» TO-DO LIST
[a] In the gradient descent post, which section and pages of Boyd and Vandenberghe's Convex Optimization contain the example?
[b] Translate this sentence from the gradient descent post into Spanish: "I'd appreciate it if someone could point out where my error lies."

» EXTRACT PROVIDED
The following example of the gradient descent method is given in section 9.3.2 on pp. 469-470 of Boyd and Vandenberghe's Convex Optimization (Cambridge University Press, 2009).
Let $\gamma > 0$, and consider the following objective function on $\mathbb{R}^2$: $$ f(x) = \frac{1}{2}(x_1^2+\gamma x_2^2). $$
According to Boyd and Vandenverghe, applying the gradient descent method with exact line search, starting at $x^{(0)} = \begin{bmatrix}\gamma\\1\end{bmatrix}$, the following closed-form expressions for the iterates $x^{(k)}$ ensue: $$ x_1^{(k)} = \gamma\bigg(\frac{\gamma-1}{\gamma+1}\bigg)^k,\qquad x_2^{(k)} = \bigg(-\frac{\gamma-1}{\gamma+1}\bigg)^k.\tag{*} $$
However, when I try to derive the expression for $x_1^{(1)}$ and $x_2^{(1)}$ I get different expressions than those appearing in $(*)$. Here's my derivation. I'd appreciate it if someone could point out where my error lies.

» DATA SUPPLIED
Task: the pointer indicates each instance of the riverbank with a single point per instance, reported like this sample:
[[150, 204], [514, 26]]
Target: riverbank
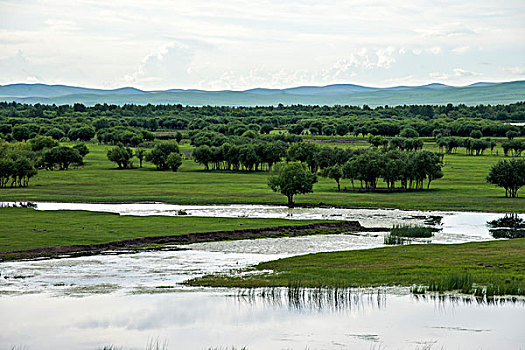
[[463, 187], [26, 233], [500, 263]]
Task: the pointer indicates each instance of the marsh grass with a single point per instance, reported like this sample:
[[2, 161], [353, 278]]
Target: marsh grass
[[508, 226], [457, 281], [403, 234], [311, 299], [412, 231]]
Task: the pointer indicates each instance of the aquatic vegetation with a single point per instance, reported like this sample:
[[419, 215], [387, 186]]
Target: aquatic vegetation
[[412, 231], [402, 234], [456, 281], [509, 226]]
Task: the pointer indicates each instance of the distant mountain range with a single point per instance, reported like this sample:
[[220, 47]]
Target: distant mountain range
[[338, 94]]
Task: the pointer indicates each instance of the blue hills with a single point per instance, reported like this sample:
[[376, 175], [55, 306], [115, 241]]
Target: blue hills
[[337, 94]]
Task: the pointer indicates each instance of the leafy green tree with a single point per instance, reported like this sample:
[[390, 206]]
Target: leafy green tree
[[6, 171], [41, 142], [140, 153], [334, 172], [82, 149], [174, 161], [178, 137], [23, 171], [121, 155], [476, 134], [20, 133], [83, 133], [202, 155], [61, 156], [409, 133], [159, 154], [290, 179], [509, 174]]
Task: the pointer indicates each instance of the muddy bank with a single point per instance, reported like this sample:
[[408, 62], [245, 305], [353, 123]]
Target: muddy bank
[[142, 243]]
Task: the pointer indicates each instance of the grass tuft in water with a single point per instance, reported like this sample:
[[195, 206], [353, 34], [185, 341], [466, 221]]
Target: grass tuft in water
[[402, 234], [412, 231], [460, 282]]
...
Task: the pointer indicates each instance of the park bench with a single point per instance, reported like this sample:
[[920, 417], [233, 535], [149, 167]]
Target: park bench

» ANSWERS TO THE EXERCISE
[a] Section 9.3.2, on pp. 469-470.

[b] Agradecería que alguien pudiera señalar dónde está mi error.